Photo-based referring expression data:
+===+

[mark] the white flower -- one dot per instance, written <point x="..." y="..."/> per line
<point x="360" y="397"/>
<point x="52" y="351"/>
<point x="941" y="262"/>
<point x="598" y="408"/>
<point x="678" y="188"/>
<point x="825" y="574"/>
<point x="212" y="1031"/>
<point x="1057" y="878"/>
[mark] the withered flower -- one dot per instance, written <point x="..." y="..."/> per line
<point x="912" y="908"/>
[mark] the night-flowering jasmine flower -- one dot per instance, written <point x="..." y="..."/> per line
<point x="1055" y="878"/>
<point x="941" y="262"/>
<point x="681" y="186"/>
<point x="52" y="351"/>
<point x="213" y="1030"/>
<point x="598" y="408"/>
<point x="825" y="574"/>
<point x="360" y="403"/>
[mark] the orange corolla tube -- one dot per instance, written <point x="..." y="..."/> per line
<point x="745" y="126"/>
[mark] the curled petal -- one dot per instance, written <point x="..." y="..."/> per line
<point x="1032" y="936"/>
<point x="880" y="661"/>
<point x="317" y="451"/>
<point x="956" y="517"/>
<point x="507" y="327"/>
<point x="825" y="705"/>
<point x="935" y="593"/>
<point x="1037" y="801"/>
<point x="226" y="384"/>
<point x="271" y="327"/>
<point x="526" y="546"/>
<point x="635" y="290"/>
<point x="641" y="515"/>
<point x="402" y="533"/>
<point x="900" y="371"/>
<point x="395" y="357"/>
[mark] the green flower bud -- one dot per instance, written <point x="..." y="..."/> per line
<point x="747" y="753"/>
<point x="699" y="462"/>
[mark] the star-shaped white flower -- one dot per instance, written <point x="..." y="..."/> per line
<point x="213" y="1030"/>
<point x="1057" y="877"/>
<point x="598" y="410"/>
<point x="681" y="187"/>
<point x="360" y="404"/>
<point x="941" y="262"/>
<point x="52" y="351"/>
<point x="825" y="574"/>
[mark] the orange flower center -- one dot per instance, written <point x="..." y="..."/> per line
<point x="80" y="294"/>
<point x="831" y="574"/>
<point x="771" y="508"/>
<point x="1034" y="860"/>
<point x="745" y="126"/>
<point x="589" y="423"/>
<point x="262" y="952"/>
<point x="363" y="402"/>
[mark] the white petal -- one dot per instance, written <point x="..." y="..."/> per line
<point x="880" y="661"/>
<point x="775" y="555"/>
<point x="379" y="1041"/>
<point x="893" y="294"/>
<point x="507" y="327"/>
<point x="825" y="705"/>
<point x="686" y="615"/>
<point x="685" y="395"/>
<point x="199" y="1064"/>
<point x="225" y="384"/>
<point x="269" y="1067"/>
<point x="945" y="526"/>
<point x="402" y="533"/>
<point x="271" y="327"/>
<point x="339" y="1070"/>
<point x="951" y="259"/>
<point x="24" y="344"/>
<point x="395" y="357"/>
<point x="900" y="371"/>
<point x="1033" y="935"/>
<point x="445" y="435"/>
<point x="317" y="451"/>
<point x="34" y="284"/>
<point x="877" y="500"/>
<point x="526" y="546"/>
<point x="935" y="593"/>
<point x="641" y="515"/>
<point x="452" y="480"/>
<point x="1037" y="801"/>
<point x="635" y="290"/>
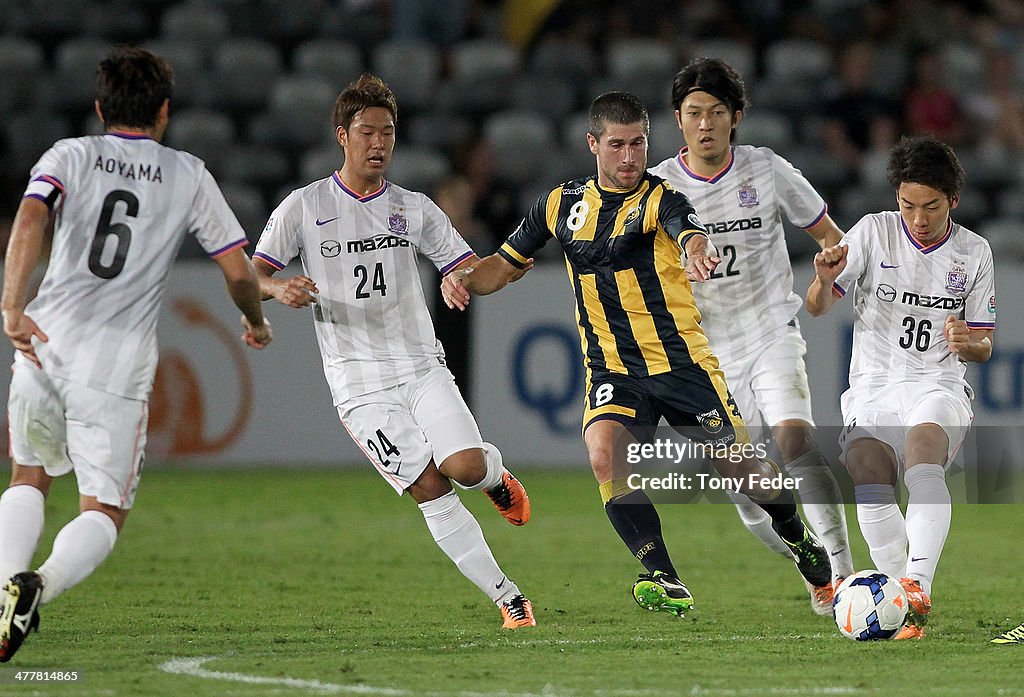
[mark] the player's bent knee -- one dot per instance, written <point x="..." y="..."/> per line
<point x="870" y="462"/>
<point x="25" y="475"/>
<point x="466" y="467"/>
<point x="429" y="485"/>
<point x="118" y="515"/>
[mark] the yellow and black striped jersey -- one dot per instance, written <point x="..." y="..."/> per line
<point x="634" y="306"/>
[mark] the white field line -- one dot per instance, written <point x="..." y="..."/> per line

+===+

- _PROBLEM STATEMENT_:
Please retype all the entries word for word, omitting the pictures.

- _RESULT_:
[mark] the white flower -- one dot per instance, written <point x="..." y="..."/> per line
<point x="360" y="397"/>
<point x="52" y="351"/>
<point x="941" y="262"/>
<point x="598" y="408"/>
<point x="678" y="188"/>
<point x="825" y="574"/>
<point x="212" y="1031"/>
<point x="1057" y="878"/>
[mark] the withered flower -- one dot per instance, written <point x="..." y="..."/> per line
<point x="912" y="908"/>
[mark] the night-flowering jasmine flower -- one dot per instance, written <point x="..." y="..."/> per line
<point x="1055" y="878"/>
<point x="941" y="262"/>
<point x="681" y="186"/>
<point x="52" y="351"/>
<point x="213" y="1030"/>
<point x="598" y="408"/>
<point x="825" y="574"/>
<point x="360" y="403"/>
[mark] the orange corolla tube -- one dot per instance, written <point x="..." y="..."/> per line
<point x="745" y="126"/>
[mark] the curled petal -- one dot per instance, written <point x="..." y="..."/> per line
<point x="1032" y="936"/>
<point x="880" y="661"/>
<point x="317" y="451"/>
<point x="956" y="517"/>
<point x="507" y="327"/>
<point x="825" y="705"/>
<point x="935" y="593"/>
<point x="1037" y="801"/>
<point x="226" y="384"/>
<point x="271" y="327"/>
<point x="526" y="546"/>
<point x="635" y="290"/>
<point x="641" y="515"/>
<point x="402" y="533"/>
<point x="900" y="371"/>
<point x="395" y="357"/>
[mark] the green flower bud -- one dot per instance, written <point x="..." y="..."/> per line
<point x="747" y="753"/>
<point x="699" y="462"/>
[mark] the star-shaped white flower -- one dot per instance, written <point x="..." y="..."/> per line
<point x="213" y="1030"/>
<point x="1057" y="877"/>
<point x="598" y="410"/>
<point x="681" y="187"/>
<point x="360" y="404"/>
<point x="941" y="262"/>
<point x="52" y="351"/>
<point x="825" y="574"/>
[mark] the orange flower center -- one dot per instance, written <point x="..." y="..."/> per line
<point x="80" y="294"/>
<point x="831" y="574"/>
<point x="771" y="508"/>
<point x="1034" y="860"/>
<point x="745" y="126"/>
<point x="589" y="423"/>
<point x="262" y="952"/>
<point x="363" y="402"/>
[mark] the white petal -- one dot per instance, written <point x="..." y="..."/> per line
<point x="880" y="661"/>
<point x="775" y="555"/>
<point x="379" y="1041"/>
<point x="893" y="294"/>
<point x="507" y="327"/>
<point x="825" y="705"/>
<point x="686" y="615"/>
<point x="685" y="395"/>
<point x="199" y="1064"/>
<point x="225" y="384"/>
<point x="269" y="1067"/>
<point x="945" y="526"/>
<point x="402" y="533"/>
<point x="271" y="327"/>
<point x="339" y="1070"/>
<point x="951" y="259"/>
<point x="24" y="344"/>
<point x="395" y="357"/>
<point x="900" y="371"/>
<point x="1033" y="935"/>
<point x="445" y="435"/>
<point x="317" y="451"/>
<point x="34" y="284"/>
<point x="877" y="500"/>
<point x="526" y="546"/>
<point x="935" y="593"/>
<point x="641" y="515"/>
<point x="452" y="480"/>
<point x="1037" y="801"/>
<point x="635" y="290"/>
[mark] the player's bent knee -- one dot per instance, written <point x="..." y="..."/> per line
<point x="870" y="462"/>
<point x="25" y="475"/>
<point x="466" y="467"/>
<point x="429" y="485"/>
<point x="118" y="515"/>
[mark] the yellow and black striped jersey -- one dot per instance, written <point x="..." y="..."/> per line
<point x="634" y="306"/>
[mark] the white field line -- one dot per instance, written <point x="..." y="..."/> per line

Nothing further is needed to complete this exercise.